## GETOONDE TEKST
----------
Arvato heeft in dit verband gesteld dat de vordering binnen 14 dagen moet worden voldaan, zodat sprake is van een verplichting tot terugbetaling binnen drie maanden. Daarnaast stelt zij dat zij consumenten geen kosten voor het gebruik van Afterpay in rekening brengt. Wel komt het voor dat sommige webwinkels consumenten een vergoeding in rekening brengen als gekozen wordt voor Afterpay, maar die vergoeding is altijd dermate laag dat deze volgens Arvato als onbetekenend (in de zin van artikel 7:58 lid 2 sub e BW) moet worden aangemerkt.
4.5.
Aan artikel 7:58 lid 2 sub e BW ligt Richtlijn 2008/48 EG inzake kredietovereenkomsten voor consumenten en tot intrekking van Richtlijn 87/102 EEG (hierna: de richtlijn) ten grondslag. Deze richtlijn beoogt een hoge mate van bescherming te waarborgen voor consumenten en te voorkomen dat onverantwoorde leningen worden afgesloten, hetgeen uiteraard ook in het belang van de kredietgever zelf is. Dit heeft tot gevolg dat uitzonderingen zoals hier aan de orde restrictief moeten worden uitgelegd. Ook tegen deze achtergrond blijft echter een aantal vragen bestaan.
Vragen bij het toepassen van de uitzonderingen van artikel 7:58 lid 2 sub e BW
4.6.
----------
(Items uit een dataset)

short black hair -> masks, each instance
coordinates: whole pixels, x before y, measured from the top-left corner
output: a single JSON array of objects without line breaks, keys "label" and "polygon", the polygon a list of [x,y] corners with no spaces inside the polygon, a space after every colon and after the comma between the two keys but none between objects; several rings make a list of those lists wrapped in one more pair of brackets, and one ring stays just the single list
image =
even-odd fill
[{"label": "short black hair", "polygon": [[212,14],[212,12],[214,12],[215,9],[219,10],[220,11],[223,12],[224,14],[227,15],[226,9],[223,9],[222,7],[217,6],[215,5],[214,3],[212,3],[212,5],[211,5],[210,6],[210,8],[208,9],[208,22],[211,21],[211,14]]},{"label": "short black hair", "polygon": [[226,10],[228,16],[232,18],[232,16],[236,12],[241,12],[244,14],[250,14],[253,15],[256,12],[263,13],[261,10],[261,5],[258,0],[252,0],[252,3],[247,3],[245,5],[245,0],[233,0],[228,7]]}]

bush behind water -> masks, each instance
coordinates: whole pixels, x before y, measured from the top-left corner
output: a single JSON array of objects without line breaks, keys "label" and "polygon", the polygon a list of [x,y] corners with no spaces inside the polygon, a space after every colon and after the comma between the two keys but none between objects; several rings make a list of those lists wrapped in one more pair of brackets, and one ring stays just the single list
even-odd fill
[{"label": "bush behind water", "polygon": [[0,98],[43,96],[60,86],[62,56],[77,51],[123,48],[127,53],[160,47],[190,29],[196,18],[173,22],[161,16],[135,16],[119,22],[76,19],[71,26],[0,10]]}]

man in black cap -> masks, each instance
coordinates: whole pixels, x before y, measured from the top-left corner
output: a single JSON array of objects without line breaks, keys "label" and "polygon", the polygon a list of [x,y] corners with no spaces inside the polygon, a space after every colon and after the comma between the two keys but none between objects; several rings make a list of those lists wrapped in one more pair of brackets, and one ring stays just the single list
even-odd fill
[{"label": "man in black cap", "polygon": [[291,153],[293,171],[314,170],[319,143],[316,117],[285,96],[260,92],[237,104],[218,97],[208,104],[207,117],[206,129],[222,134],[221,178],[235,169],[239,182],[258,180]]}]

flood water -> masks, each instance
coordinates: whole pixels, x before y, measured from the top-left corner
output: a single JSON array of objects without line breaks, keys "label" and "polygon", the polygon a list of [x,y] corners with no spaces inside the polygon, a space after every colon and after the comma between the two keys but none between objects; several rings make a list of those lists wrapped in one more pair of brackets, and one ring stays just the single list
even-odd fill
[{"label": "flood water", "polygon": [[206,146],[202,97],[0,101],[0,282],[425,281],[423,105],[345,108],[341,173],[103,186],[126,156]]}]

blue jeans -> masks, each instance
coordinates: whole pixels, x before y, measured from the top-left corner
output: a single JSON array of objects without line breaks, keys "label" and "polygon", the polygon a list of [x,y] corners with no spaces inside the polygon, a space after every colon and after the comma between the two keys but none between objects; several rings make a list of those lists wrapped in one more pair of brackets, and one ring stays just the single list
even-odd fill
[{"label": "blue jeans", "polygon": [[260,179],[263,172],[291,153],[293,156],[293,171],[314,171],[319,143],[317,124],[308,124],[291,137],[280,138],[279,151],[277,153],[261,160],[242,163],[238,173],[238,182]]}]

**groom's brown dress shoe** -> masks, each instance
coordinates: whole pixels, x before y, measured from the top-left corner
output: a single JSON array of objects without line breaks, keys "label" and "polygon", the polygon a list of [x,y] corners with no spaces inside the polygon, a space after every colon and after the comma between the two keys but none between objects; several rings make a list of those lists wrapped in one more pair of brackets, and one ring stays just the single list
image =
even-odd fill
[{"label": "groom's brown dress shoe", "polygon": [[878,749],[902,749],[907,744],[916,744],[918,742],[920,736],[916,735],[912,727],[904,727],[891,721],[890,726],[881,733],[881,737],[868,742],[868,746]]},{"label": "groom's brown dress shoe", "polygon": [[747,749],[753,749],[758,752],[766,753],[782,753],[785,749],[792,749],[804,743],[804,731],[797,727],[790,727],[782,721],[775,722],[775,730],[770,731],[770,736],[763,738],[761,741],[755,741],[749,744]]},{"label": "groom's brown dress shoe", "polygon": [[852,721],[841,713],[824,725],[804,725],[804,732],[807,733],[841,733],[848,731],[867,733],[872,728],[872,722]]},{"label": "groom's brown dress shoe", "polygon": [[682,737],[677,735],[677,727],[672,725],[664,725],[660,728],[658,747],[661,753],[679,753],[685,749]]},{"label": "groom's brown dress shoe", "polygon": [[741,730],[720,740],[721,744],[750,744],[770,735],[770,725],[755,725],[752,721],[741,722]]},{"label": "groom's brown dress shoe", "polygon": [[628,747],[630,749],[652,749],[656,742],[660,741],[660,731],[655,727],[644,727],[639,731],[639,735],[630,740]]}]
----------
## GESTELDE OPDRACHTEN
**A.** Welke richtlijn ligt volgens de tekst over Afterpay ten grondslag aan artikel 7:58 lid 2 sub e BW?
**B.** Schrijf de tekst over Afterpay en artikel 7:58 BW verder, aansluitend op het laatst getoonde deel.

## ANTWOORDEN OP VOLGORDE
**A.** Richtlijn 2008/48 EG inzake kredietovereenkomsten voor consumenten en tot intrekking van Richtlijn 87/102 EEG.

**B.**
De kern van de te stellen vragen is hoe moet worden getoetst of sprake is van (het aanrekenen van) geen of onbetekenende kosten in de zin van de twee in artikel 7:58 lid 2 sub e BW genoemde uitzonderingen. Deze kernvraag valt in een aantal onderdelen uiteen:
a. Moeten vertragingsrente, buitengerechtelijke incassokosten, paymentfee en administratiekosten worden betrokken bij de beoordeling van de vraag of sprake is van geen of onbetekenende kosten?
b. Wat wordt bedoeld met de term ‘aangerekend’?
c. Kosten van welke omvang zijn onbetekenend?
Ad a) Moeten vertragingsrente, buitengerechtelijke incassokosten, paymentfee en administratiekosten worden betrokken bij de beoordeling van de vraag of sprake is van geen of onbetekenende kosten?
4.7.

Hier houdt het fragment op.